──────── Untersuchter Text ────────
Eine Überdosierung von Paracetamol kann zu schweren Leberschäden führen – gerade bei Kindern und Alkoholkranken höchste Vorsicht.

Nicht-steroidale Antirheumatika (NSAR, z. B. Ibuprofen)

Wirkmechanismus

NSAR hemmen die Cyclooxygenase (COX) und damit Enzym-gestützt die Prostaglandinsynthese. Sie wirken so: - Antipyretisch: Fiebersenkung über Herabsetzung des Sollwertes im Hypothalamus. - Analgetisch: Schmerzlinderung - Antiphlogistisch (entzündungshemmend).

NSAR sind Mittel der ersten Wahl bei gutem Allgemeinzustand und Abwesenheit von Risikofaktoren.

Arzneistoffe

  • Ibuprofen (Tabletten, Saft, Suspension, Zäpfchen)
  • Andere NSAR wie Diclofenac, Naproxen sind ebenfalls wirksam, werden bei Fieber in der Selbstmedikation jedoch seltener bevorzugt.
────────
### Zu erledigende Aufgaben
- a) Kannst du aus dem Text über Fieber- und Schmerzmittel den Abschnitt wörtlich wiedergeben, der mit „NSAR hemmen die“ beginnt und bis einschließlich „Abwesenheit von Risikofaktoren.“ reicht?
- b) Wie geht der Text über Fieber- und Schmerzmittel nach seinem letzten Satz weiter? Schreib die Fortsetzung.
──────── Aufgeführte Einträge ────────
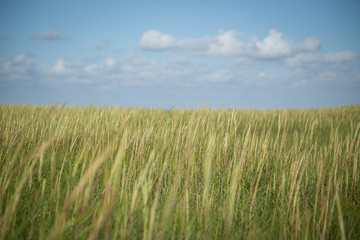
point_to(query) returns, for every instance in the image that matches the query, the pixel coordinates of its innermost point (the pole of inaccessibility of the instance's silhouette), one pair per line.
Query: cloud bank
(230, 43)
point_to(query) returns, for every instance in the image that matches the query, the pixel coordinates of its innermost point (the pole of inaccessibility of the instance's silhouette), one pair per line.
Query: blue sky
(183, 54)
────────
### Ergebnisse je Aufgabe
- a)
NSAR hemmen die Cyclooxygenase (COX) und damit Enzym-gestützt die Prostaglandinsynthese. Sie wirken so: - Antipyretisch: Fiebersenkung über Herabsetzung des Sollwertes im Hypothalamus. - Analgetisch: Schmerzlinderung - Antiphlogistisch (entzündungshemmend).

NSAR sind Mittel der ersten Wahl bei gutem Allgemeinzustand und Abwesenheit von Risikofaktoren.

- b)
Besonderheiten: - Ibuprofen vor allem geeignet bei begleitenden Schmerzen/Entzündungsanzeichen - Nicht geeignet bei Vorerkrankungen von Magen, Niere oder Herz

Beratung

  • Dosierung: alters- und gewichtsbasiert (bei Kindern ca. 7–10 mg/kg pro Gabe, max. 30 mg/kg/Tag), Mindestabstand 6 Stunden zwischen den Einzeldosen
  • Einnahme zu oder nach einer Mahlzeit zur Magenentlastung
  • Nebenwirkungen: Magenbeschwerden, Blutungen, Nierenfunktionsstörungen, in seltenen Fällen allergische Reaktionen
  • Kontraindikationen: Magen-Darm-Ulcus, Niereninsuffizienz, vorbestehende Herzinsuffizienz, ausgeprägte Dehydratation, Asthma (Vorsicht), Thrombozytopenie
  • Schwangerschaft: Nicht im 3. Trimenon anwenden!
  • Wechselwirkungen: ACE-Hemmer, Diuretika, andere NSAR erhöhen Nebenwirkungsrisiko
  • Kinder <6 Monate dürfen kein Ibuprofen erhalten

Acetylsalicylsäure (ASS)

Wirkmechanismus

Wie klassische NSAR, COX-Hemmung, antipyretisch/analgetisch/antiphlogistisch. Wegen spezifischer Risiken in der Fieberbehandlung selten eingesetzt.

Arzneistoffe

  • Acetylsalicylsäure (Tabletten, Brausetabletten)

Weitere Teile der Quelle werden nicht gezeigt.